Из этого видно, что Эйлер бесспорно был философом в том смысле, какой придавался этому понятию в XVIII веке, и даже отчасти метафизиком. Бесспорной его заслугой является разработка проблем методологического характера.

Выше уже приводилось мнение самого Эйлера, полагавшего, что физика представляет собой эмпирическое основание для метафизики. Он настойчиво утверждал, что теория предваряет опыт, гипотеза — открытие. Обращаясь к маркизе дю Шатле, подруге Вольтера и автору научных трактатов, он писал, что гипотезы «являются единственным способом, в результате которого можно прийти к достоверному познанию физических причин»[241].

В ряде своих работ и прежде всего в знаменитых «Письмах о разных физических и философских материях, писанных к некоторой немецкой принцессе» (а именно, к маркграфине Софии-Шарлотте Бранденбургской, юной родственнице Фридриха II) Эйлер продемонстрировал связь философских и физических представлений, в то же время, по возможности четко отделив их естественнонаучный смысл от метафизического. Так, анализируя учение о возможности множества миров и полемически противопоставленное ему вольфианстко-лейбнецианское положение о наилучшем из миров, Эйлер показывает, что в данном случае мы сталкиваемся с элементарной логической ошибкой — подменой тезиса, так как понятие «мир» в первом случае рассматривается как физическое, а во втором — как философское понятие. В физическом смысле мы подразумеваем по «миром» или систему звезд с планетами (именно такие «миры» имел в виду Фонтенель, когда говорил о их «множестве»), или планетарную систему «Землю со всеми животными ее обитающими, и в рассуждении сего каждая планета и каждый спутник равное право имеет сим именем называться, потому, что больше нежели вероятно, что каждое из сих тел так как и Земля обитае- мо»[242] . Мир как единство — это иное понятие: «В сем смысле слово мир берется в философии, где за главное основание полагается, что один только мир, который заключает в себе все, что ни создано прежде, что ныне созидается, и что впредь создано будет»[243].

В отличие от Вольфа, который разделял физику от метафизики по формальному признаку — объекту исследования, Эйлер пытается провести содержательный анализ. Правда это удается ему далеко не всегда. Порой физические и философские категории у него как бы «перетекают» одна в другую. Таково понятие «силы», которую Эйлер рассматривает как «причину» изменения положения тел. «Понеже всякое тело, — пишет Эйлер, — по естеству своему сохраняет и покой и движение и не может состояние его переменено быть как от внешних причин, то отсюда следует, что неотменно потребна какая-нибудь внешняя причина, чтоб состояние его переменилось, а без того оно веки пребыло бы в одном и том же состоянии. Отсюда происходит, что сия внешняя причина называется сила»[244]. Мы видим, что здесь в одном ряду стоят физические («покой», «движение», «сила») и философские («естественное состояние», «причина») понятия, а приведенный фрагмент представляет собой как бы «сплав» принципа детермизма с первым законом Ньютона.

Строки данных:
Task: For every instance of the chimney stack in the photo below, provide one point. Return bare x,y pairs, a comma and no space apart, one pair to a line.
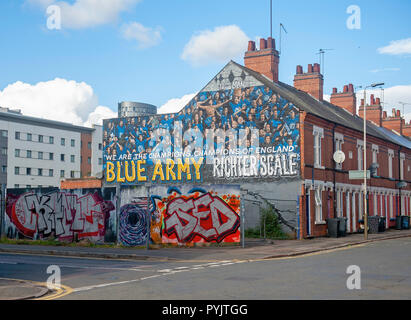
396,123
266,60
311,82
346,99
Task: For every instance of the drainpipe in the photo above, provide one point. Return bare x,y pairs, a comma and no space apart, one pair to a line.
335,200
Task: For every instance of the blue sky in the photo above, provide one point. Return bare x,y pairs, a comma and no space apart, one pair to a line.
118,68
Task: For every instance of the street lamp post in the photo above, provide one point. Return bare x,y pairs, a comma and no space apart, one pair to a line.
374,85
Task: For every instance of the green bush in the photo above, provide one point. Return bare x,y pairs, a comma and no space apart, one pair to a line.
272,226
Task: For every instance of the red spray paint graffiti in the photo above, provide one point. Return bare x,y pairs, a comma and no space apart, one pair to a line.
59,214
200,217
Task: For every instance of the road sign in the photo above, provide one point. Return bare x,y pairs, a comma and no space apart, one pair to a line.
358,175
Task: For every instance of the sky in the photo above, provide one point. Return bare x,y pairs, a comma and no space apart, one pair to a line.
74,60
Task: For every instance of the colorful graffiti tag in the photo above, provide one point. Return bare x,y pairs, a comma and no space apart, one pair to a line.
66,216
241,133
196,215
133,223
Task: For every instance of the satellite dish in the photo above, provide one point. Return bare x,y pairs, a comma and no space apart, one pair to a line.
339,157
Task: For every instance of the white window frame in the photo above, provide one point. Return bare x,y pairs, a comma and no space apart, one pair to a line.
390,161
318,203
339,141
360,154
375,152
402,161
318,134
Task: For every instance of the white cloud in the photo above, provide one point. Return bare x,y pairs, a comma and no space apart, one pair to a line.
176,104
221,44
59,99
391,99
88,13
397,47
385,69
146,37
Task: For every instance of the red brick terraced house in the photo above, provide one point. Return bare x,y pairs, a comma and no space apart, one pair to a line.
326,190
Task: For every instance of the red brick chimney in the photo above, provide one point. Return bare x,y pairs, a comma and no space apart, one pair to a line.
406,131
346,99
264,61
396,123
311,82
374,111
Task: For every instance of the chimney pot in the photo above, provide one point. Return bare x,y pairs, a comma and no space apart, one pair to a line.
263,44
251,45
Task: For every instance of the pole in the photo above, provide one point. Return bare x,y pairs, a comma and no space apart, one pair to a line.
148,219
365,167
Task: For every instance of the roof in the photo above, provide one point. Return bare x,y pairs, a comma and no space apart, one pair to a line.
328,111
13,117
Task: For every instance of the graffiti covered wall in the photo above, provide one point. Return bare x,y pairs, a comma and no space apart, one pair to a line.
235,130
188,214
66,215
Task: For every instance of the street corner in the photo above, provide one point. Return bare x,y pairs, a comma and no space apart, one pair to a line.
12,289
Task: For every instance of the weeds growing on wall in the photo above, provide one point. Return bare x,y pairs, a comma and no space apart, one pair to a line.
269,227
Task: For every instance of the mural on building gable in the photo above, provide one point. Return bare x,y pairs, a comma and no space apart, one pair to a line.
229,131
186,215
61,214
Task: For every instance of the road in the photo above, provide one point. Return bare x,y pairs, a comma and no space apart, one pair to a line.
385,274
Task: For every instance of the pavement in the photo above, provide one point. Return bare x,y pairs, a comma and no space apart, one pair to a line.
255,249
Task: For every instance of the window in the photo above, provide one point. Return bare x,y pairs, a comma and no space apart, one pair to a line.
318,205
339,141
318,136
402,159
390,158
375,151
360,154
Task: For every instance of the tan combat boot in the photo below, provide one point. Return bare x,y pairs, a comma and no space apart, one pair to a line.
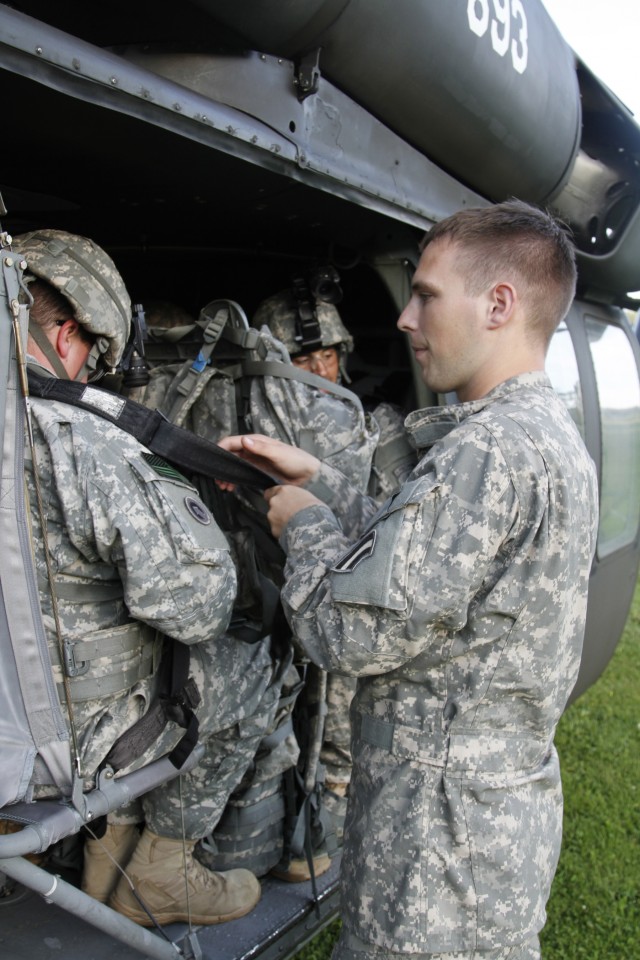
99,873
157,871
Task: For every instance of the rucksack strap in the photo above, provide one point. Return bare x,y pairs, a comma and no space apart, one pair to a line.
181,447
277,368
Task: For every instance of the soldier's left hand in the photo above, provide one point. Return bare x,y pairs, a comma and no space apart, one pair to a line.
284,502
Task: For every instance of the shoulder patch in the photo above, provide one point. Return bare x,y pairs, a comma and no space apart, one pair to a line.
359,552
164,469
197,510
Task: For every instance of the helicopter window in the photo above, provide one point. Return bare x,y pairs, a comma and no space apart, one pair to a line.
619,395
562,370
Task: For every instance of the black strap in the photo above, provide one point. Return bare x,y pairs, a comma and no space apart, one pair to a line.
177,703
181,447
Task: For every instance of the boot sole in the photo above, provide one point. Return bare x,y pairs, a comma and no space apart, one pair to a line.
164,916
299,872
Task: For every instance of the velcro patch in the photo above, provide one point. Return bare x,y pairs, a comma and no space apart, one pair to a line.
108,403
164,469
197,510
359,552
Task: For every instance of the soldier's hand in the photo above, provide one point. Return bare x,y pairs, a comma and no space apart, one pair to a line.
281,460
284,502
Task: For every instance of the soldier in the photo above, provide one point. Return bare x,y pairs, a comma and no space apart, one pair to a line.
132,570
394,456
460,605
393,460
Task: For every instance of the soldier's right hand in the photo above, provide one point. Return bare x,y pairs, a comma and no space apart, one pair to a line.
290,464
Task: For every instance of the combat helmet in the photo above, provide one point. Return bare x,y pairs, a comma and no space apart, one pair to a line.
280,313
88,278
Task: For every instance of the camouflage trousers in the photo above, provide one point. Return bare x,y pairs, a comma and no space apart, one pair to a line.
249,696
351,947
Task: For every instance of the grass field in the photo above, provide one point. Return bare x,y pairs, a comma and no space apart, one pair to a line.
594,910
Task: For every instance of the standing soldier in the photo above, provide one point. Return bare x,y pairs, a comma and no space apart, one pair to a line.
460,605
134,575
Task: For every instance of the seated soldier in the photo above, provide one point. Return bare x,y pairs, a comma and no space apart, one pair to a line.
393,460
133,566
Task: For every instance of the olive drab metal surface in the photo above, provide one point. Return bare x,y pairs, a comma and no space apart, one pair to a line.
467,88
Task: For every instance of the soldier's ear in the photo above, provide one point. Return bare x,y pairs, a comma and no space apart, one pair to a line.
502,301
66,336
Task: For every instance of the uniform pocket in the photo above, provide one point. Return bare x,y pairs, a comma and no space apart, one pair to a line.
514,830
376,570
195,535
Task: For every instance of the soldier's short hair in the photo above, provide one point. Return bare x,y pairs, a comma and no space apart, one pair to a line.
515,240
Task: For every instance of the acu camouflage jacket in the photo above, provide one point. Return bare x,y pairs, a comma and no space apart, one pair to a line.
460,604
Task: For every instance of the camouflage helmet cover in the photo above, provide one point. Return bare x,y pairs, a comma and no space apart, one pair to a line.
88,278
279,313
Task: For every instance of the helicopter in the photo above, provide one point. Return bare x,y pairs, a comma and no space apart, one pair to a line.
217,149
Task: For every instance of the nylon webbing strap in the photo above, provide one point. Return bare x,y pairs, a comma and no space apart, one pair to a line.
277,368
183,448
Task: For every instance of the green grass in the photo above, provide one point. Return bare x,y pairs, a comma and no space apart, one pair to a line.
594,910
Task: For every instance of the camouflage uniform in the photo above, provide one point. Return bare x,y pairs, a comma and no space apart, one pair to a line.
131,542
461,609
337,431
393,460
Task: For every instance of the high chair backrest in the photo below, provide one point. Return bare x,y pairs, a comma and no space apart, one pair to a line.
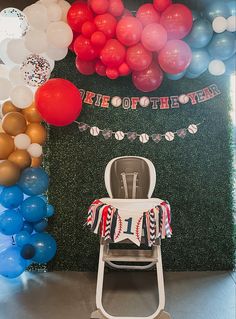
130,177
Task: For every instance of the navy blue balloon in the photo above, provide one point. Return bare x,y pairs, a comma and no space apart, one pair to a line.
222,46
12,264
216,9
200,35
11,222
33,209
41,225
11,197
45,246
34,181
200,61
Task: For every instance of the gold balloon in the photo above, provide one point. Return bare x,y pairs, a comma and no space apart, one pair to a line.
14,123
32,114
21,158
37,133
6,145
36,161
9,173
8,107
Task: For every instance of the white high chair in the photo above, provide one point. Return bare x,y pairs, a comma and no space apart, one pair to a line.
130,182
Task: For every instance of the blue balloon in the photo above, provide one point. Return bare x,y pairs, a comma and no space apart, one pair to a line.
11,197
22,238
41,225
222,46
11,222
216,9
45,246
12,264
200,61
50,210
33,209
200,35
34,181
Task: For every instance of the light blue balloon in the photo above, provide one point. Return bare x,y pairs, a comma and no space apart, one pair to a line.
11,197
222,46
45,246
34,181
33,209
12,264
11,222
216,9
200,35
200,61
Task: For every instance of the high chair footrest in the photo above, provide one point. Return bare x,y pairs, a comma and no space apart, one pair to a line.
130,255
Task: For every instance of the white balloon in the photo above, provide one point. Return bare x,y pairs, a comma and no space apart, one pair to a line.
35,150
17,51
5,88
16,76
21,96
216,67
54,12
36,41
219,24
59,34
231,24
37,16
57,54
22,141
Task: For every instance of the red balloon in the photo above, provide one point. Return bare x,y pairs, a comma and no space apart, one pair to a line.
113,53
99,6
112,73
88,28
175,57
177,19
78,14
129,30
98,39
138,58
84,49
149,79
154,37
58,102
116,8
106,23
161,5
85,67
100,68
147,14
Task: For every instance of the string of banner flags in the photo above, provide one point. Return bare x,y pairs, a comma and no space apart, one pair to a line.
143,137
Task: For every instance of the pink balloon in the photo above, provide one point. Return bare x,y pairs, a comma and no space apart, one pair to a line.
177,19
129,30
147,14
175,57
154,37
149,79
113,53
138,58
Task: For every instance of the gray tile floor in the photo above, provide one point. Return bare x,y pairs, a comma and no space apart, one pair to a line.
71,295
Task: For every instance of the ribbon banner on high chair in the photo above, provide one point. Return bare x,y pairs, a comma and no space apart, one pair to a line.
117,225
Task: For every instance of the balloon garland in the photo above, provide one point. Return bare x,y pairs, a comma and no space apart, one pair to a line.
162,39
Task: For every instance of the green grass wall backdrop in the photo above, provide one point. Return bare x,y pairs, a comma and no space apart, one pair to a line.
193,174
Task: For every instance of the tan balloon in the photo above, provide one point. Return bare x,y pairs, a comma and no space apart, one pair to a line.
6,146
9,173
14,123
36,161
37,133
31,114
21,158
8,107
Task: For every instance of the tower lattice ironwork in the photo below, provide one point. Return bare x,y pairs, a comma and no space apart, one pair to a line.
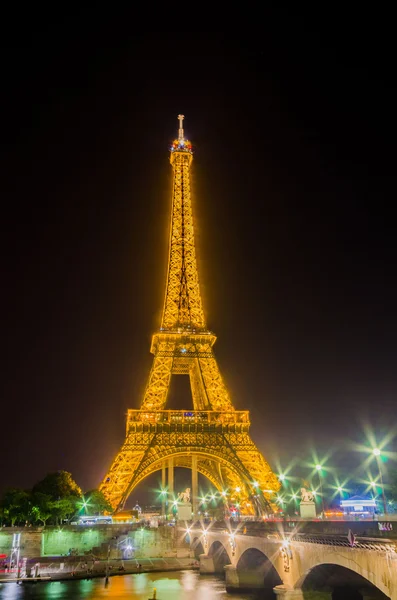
213,438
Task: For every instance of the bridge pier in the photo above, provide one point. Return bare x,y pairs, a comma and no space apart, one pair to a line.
232,580
206,564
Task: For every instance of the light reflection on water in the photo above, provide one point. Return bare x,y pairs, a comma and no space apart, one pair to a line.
182,585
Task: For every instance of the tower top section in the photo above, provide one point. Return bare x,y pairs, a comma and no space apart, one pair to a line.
181,145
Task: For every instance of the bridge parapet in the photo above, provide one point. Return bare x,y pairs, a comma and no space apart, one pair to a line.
253,553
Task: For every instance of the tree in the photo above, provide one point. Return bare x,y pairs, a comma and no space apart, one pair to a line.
16,505
96,502
64,508
58,485
41,507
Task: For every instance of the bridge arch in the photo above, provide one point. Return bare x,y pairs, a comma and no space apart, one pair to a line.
337,571
256,570
197,547
220,556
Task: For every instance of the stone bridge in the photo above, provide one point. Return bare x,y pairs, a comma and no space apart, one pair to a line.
297,565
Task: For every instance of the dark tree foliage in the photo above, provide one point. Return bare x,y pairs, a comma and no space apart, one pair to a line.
58,485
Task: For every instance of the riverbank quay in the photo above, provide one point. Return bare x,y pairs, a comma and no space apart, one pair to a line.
88,569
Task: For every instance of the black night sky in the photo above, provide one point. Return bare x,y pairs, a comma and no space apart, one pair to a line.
294,198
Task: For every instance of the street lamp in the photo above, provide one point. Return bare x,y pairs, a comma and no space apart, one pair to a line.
376,453
318,469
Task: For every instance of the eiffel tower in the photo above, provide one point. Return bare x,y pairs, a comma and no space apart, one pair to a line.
213,439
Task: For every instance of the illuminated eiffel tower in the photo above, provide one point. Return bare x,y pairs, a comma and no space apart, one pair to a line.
213,439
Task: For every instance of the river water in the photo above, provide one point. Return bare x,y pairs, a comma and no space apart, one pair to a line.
174,585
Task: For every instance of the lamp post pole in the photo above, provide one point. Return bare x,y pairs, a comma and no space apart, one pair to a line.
318,468
376,452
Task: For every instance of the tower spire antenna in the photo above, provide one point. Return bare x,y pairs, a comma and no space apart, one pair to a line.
181,132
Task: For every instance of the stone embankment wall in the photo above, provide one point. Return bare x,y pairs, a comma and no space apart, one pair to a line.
158,542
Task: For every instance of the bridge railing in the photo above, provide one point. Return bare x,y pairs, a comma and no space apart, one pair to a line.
368,529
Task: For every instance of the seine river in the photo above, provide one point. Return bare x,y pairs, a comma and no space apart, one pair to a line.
174,585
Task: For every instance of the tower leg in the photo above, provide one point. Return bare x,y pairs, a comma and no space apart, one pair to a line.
163,484
194,486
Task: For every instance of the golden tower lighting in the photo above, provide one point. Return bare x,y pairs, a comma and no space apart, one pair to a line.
213,438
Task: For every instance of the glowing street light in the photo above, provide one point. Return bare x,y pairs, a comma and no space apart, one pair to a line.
318,469
376,453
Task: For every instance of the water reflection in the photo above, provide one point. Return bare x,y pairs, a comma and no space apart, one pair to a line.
178,585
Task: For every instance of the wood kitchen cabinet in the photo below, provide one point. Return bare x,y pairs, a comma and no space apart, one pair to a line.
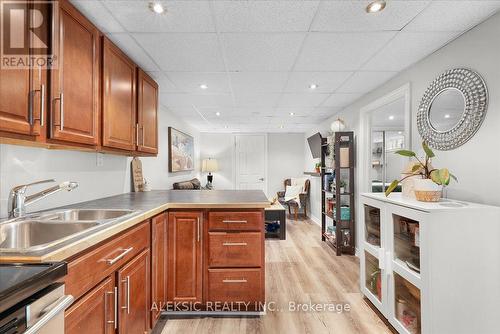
158,265
184,271
133,294
22,92
147,113
95,312
74,93
118,99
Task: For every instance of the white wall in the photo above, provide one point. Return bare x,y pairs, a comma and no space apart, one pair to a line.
20,165
477,163
285,158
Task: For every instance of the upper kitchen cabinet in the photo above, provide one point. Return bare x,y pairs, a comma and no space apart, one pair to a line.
118,99
74,98
147,113
22,90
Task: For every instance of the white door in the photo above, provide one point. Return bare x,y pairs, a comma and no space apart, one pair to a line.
251,160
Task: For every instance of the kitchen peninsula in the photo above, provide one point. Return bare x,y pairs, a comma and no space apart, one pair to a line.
175,246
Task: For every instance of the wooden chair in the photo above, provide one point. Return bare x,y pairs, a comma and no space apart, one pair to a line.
303,197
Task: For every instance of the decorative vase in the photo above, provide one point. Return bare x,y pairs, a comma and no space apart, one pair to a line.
427,191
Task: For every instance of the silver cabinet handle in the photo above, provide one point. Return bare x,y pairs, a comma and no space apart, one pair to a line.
61,110
42,105
198,233
59,306
125,252
137,134
115,308
127,305
234,280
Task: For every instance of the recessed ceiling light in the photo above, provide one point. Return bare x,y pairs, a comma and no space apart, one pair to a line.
376,6
156,7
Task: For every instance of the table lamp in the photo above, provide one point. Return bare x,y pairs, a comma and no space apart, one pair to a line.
209,165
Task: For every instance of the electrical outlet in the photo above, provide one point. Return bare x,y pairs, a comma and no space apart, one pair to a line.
99,159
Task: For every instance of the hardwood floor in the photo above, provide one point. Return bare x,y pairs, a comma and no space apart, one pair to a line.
301,269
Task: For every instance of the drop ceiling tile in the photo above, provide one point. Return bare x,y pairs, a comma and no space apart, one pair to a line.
453,15
302,99
97,13
183,51
407,48
340,51
327,81
125,42
257,82
164,83
276,16
191,81
261,51
184,112
352,16
340,100
179,16
257,100
363,82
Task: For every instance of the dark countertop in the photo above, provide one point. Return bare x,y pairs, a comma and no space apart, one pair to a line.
20,281
145,205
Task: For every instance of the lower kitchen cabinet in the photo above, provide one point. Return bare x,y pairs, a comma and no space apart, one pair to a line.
95,312
184,282
158,265
133,295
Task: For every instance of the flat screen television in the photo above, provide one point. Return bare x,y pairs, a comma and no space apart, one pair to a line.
315,145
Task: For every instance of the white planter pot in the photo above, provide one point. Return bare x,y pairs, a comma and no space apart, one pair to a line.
427,191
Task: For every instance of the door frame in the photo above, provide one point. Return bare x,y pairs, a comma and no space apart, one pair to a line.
366,127
266,172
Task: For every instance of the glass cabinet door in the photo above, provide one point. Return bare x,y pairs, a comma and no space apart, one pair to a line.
407,305
372,225
407,242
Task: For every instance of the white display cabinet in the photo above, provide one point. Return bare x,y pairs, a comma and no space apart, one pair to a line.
431,267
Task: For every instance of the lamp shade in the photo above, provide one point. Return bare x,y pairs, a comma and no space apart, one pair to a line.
209,165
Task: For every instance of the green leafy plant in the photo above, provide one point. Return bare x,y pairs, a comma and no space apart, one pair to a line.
424,169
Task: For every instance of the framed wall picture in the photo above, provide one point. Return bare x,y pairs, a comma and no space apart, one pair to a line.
180,151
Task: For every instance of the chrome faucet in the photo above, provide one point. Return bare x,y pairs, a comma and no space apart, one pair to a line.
18,200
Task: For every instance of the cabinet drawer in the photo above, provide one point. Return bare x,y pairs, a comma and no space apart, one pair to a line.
233,285
88,269
241,249
235,220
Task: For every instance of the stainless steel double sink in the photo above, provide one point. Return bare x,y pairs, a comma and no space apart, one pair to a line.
48,229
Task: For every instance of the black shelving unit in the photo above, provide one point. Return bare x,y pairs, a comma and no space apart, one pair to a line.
341,235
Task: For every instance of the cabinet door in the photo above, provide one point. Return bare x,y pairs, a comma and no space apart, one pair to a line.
184,282
75,81
158,265
95,312
21,89
133,294
119,99
147,112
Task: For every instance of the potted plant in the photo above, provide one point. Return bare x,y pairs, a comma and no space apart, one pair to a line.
318,167
429,187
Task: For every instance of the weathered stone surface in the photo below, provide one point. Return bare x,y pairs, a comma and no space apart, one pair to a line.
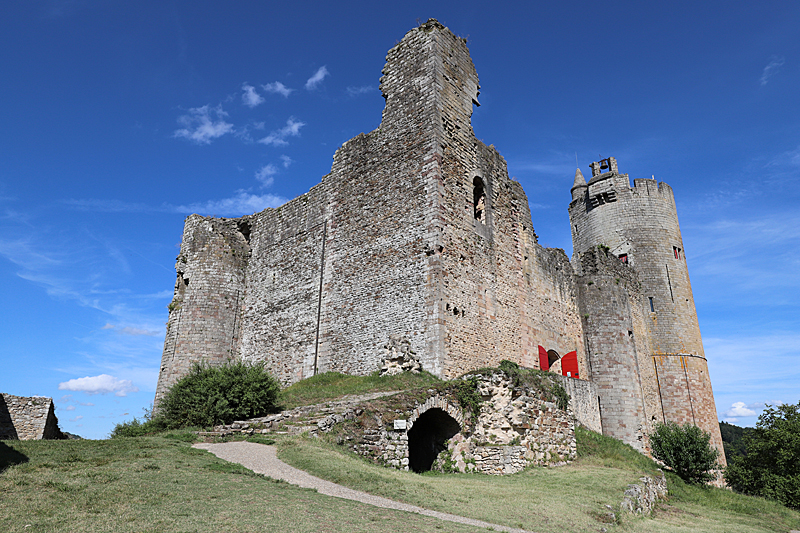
640,498
28,418
417,251
399,358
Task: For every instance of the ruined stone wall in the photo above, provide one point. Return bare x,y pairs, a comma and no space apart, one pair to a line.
583,401
641,222
502,294
28,418
386,245
686,395
604,296
281,300
515,429
204,312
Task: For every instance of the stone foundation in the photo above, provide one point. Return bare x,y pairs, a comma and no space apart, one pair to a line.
28,418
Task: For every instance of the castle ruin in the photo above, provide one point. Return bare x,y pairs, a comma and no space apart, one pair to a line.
418,236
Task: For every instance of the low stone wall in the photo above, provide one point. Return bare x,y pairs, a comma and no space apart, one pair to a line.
584,401
515,429
517,426
28,418
640,498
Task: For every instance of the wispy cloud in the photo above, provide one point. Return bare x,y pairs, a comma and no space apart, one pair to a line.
278,88
739,409
717,252
203,124
775,63
242,203
250,97
278,137
127,330
356,91
266,174
314,81
102,384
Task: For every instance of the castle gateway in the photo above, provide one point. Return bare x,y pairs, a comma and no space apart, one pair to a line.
418,237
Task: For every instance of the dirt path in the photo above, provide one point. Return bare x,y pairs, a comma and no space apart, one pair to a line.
263,459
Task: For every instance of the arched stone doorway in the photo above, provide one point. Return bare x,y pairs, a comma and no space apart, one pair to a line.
429,437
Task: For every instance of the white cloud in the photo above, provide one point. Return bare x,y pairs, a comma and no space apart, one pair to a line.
132,331
102,384
771,69
317,78
739,409
138,331
242,203
203,124
278,88
250,97
278,137
355,91
265,174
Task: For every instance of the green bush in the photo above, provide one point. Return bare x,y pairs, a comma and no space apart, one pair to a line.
771,466
686,450
138,428
209,396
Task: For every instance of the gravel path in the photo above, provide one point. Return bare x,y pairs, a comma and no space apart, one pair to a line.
263,459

- [Задания]:
1. Выведите дословно ту часть текста об Эйлере, что открывается словами «Из этого видно, что» и завершается словами «проблем методологического характера.».
2. Кому, согласно тексту об Эйлере, были адресованы его «Письма о разных физических и философских материях»?
3. Какие понятия, по словам текста об Эйлере, стоят в одном ряду в приведенном фрагменте о силе? Перечислите все, указав, какие из них физические, а какие философские.

- [Ответы]:
1.
Из этого видно, что Эйлер бесспорно был философом в том смысле, какой придавался этому понятию в XVIII веке, и даже отчасти метафизиком. Бесспорной его заслугой является разработка проблем методологического характера.

2. Маркграфине Софии-Шарлотте Бранденбургской, юной родственнице Фридриха II.

3.
Физические: «покой», «движение», «сила».
Философские: «естественное состояние», «причина».